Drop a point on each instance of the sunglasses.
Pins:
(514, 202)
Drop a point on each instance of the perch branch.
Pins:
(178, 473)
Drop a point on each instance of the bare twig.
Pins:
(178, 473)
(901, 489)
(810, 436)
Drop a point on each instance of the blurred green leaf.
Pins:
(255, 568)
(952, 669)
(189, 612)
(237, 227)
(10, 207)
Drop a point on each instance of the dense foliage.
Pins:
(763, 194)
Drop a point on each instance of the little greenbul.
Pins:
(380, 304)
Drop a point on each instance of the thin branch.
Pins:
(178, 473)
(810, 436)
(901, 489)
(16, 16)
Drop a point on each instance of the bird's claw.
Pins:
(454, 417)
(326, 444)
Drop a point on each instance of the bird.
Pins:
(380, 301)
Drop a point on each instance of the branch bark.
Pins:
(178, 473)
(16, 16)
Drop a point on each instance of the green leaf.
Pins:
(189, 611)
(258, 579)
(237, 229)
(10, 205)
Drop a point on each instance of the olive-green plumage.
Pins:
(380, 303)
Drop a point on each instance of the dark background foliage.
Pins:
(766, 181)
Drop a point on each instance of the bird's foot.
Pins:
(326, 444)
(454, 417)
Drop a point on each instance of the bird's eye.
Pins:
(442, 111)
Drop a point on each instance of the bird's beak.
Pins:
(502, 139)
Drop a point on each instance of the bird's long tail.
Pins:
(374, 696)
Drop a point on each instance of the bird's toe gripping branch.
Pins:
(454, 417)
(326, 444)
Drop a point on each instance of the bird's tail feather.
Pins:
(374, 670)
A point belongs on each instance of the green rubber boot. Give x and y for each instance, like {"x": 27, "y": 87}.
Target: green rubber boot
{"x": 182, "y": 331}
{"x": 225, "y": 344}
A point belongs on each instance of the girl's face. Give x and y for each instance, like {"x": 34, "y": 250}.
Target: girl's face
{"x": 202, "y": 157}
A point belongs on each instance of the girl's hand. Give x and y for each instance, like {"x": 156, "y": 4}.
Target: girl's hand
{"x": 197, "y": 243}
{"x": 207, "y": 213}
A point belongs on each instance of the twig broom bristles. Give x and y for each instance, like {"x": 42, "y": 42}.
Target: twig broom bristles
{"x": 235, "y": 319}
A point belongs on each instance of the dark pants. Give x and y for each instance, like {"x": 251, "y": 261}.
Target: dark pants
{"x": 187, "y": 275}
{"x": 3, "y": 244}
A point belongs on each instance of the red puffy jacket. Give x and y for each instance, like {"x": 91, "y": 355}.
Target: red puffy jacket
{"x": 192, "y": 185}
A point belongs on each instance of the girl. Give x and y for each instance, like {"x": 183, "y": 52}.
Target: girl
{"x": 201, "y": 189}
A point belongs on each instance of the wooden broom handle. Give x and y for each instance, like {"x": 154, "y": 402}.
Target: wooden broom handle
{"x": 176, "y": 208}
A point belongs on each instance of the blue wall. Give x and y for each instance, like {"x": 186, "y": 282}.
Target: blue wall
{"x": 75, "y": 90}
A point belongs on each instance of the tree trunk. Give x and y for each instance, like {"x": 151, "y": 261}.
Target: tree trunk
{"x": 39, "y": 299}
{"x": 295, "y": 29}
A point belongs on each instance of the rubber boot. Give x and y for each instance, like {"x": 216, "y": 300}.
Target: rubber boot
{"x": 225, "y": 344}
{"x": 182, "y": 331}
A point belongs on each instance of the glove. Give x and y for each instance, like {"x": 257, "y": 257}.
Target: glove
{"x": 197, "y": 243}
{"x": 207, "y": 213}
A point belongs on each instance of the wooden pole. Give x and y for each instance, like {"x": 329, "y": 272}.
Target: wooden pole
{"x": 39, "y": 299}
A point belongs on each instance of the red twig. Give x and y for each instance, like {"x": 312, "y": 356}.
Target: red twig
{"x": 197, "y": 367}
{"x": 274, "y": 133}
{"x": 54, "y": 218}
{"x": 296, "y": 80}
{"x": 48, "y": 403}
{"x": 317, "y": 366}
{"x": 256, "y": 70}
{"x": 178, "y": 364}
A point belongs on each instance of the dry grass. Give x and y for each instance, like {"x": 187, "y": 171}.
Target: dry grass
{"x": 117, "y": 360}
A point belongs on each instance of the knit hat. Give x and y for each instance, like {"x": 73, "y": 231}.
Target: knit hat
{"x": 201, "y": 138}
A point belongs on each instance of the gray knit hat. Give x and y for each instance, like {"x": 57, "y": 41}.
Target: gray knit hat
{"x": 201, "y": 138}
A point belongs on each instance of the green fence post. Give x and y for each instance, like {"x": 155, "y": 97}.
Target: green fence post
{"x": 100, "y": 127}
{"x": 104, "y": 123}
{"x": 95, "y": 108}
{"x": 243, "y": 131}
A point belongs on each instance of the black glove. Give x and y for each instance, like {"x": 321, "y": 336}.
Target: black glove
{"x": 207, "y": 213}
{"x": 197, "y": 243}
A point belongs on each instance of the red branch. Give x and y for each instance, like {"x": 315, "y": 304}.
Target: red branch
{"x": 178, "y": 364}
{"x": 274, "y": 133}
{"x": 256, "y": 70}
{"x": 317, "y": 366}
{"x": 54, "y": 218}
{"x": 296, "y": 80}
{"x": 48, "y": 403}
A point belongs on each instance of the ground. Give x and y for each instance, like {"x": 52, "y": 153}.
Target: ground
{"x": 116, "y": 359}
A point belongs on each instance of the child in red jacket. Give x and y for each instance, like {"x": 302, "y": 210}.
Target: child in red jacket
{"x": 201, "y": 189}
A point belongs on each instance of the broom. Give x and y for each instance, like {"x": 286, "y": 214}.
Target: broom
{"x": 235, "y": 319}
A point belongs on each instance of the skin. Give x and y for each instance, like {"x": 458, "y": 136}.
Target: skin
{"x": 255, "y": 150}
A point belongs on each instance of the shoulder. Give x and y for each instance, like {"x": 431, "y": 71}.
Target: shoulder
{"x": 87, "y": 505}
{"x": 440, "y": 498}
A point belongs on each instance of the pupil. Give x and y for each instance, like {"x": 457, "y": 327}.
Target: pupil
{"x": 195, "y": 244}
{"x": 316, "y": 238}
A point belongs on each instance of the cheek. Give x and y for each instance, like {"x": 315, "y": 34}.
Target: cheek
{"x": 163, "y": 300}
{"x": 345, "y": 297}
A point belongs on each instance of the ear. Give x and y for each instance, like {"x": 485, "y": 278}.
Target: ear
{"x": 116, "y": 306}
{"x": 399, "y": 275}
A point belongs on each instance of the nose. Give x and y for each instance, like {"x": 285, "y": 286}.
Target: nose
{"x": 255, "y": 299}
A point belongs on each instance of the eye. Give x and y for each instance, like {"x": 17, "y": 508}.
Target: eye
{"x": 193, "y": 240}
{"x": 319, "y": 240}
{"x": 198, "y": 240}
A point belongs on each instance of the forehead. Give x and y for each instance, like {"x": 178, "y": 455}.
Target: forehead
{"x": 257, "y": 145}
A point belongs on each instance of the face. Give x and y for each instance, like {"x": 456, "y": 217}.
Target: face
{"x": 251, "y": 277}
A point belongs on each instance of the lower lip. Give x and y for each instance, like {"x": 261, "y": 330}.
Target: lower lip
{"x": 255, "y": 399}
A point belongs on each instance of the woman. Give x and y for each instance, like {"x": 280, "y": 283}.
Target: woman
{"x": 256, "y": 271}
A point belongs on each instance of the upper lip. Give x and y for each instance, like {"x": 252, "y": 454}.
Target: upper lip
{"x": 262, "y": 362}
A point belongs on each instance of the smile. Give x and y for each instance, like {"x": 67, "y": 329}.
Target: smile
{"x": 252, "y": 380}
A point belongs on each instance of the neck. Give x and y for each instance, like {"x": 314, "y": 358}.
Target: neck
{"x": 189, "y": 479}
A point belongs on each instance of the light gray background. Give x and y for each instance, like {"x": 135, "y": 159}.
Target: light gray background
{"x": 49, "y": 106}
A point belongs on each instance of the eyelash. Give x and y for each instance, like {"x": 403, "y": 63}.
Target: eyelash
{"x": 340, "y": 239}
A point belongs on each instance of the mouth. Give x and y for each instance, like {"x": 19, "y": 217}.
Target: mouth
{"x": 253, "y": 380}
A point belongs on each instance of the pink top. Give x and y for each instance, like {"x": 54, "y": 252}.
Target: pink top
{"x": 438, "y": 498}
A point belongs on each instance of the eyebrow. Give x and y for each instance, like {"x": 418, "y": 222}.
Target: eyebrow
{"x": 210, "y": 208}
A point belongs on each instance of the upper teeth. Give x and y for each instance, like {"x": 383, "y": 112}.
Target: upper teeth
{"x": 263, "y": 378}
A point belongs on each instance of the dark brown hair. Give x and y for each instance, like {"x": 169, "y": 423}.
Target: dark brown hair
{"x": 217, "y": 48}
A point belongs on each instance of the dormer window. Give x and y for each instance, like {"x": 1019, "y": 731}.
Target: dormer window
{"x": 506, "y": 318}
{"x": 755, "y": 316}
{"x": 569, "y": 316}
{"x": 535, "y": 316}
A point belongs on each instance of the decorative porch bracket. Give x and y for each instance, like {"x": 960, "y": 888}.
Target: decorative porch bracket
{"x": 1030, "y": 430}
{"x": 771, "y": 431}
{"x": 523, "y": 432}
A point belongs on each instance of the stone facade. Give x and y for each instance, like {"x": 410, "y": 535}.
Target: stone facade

WORK TO BE COMPLETED |
Your answer must be every line from the listing above that holds the string "tail".

RESULT FOR THIS TASK |
Drop a point on each instance of the bird's long tail.
Drop a point on each instance of the bird's tail feather.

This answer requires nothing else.